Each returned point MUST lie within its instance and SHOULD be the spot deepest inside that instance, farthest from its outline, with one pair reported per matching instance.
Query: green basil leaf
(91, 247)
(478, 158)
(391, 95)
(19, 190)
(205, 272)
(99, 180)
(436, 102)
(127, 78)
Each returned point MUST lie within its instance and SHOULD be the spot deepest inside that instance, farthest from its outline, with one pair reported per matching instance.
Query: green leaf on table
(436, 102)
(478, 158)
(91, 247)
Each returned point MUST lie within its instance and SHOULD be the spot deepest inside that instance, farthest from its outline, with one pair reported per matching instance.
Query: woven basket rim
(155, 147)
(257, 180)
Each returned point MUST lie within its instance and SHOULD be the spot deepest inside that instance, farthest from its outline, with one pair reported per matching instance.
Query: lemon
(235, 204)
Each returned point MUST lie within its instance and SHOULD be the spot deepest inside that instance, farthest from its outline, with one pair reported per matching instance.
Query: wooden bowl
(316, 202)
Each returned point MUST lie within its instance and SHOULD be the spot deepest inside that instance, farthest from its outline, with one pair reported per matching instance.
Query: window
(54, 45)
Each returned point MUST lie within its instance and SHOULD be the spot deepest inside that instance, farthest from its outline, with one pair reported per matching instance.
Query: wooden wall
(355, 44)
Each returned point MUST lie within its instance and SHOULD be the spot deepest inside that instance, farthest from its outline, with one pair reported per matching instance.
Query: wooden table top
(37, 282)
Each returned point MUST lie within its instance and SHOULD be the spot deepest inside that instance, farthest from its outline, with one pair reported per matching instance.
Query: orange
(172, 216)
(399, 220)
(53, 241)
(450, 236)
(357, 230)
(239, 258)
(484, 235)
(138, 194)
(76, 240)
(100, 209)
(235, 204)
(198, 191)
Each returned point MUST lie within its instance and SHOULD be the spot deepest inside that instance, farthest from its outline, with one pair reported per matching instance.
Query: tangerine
-------
### [YOUR OBJECTIVE]
From the first line to the last, print the listing above exactly.

### [RESPONSE AREA]
Each returned point MUST lie within its instance and SHOULD be the spot deepest inside that instance, farthest from its outline, with one pair reported per matching instance.
Query: green basil leaf
(91, 247)
(478, 158)
(391, 95)
(19, 190)
(205, 272)
(99, 180)
(436, 102)
(127, 78)
Each returned point MUST lie within its instance and SHOULD be the spot deepest inside that instance, farthest from its outline, with one pair reported per matching instance.
Query: green leaf on table
(436, 102)
(478, 158)
(91, 247)
Each returned point MUST lie within its instance and SHOULD be the spot deepest inside that instance, farthest from its outline, with one pair reported per matching instance.
Query: woven basket rim
(155, 147)
(257, 180)
Each returned point MUST lie within its instance and SHOULD be the spot deepest inside that instance, farthest from its outline, with one pair reported per matching instance.
Query: lemon
(235, 204)
Each returned point MUST lie within its instance and SHOULD be the spot deepest inside that instance, farthest from its outline, with one pair reported per matching instance.
Query: wooden bowl
(316, 202)
Each returned point MUST lie within its instance and SHOULD be the spot deepest inside that instance, farthest from its outline, with one pair reported per matching instance.
Query: window
(54, 45)
Each returned point MUST lie within its instance and SHOULD be the spot deepest inside that instance, farthest from its outline, with one pair reported per matching instance.
Query: wooden wall
(355, 44)
Each returned point MUST lie within its instance and SHOULD be the spot deepest inside that instance, farthest from its outline, with one pair reported per matching instance.
Query: wooden table top
(37, 282)
Each returned point MUST lie within its instance and SHOULD be the spot deepest inside that instance, farthest from its outline, with one pair reported per matching instance.
Query: orange
(172, 216)
(399, 220)
(53, 241)
(450, 236)
(357, 230)
(239, 258)
(484, 235)
(138, 194)
(76, 240)
(100, 209)
(235, 204)
(198, 191)
Each returned point MUST lie within its instance and SHOULD be the spot deepest inside that instance, farthest from its outline, with one pair reported per matching instance.
Query: tangerine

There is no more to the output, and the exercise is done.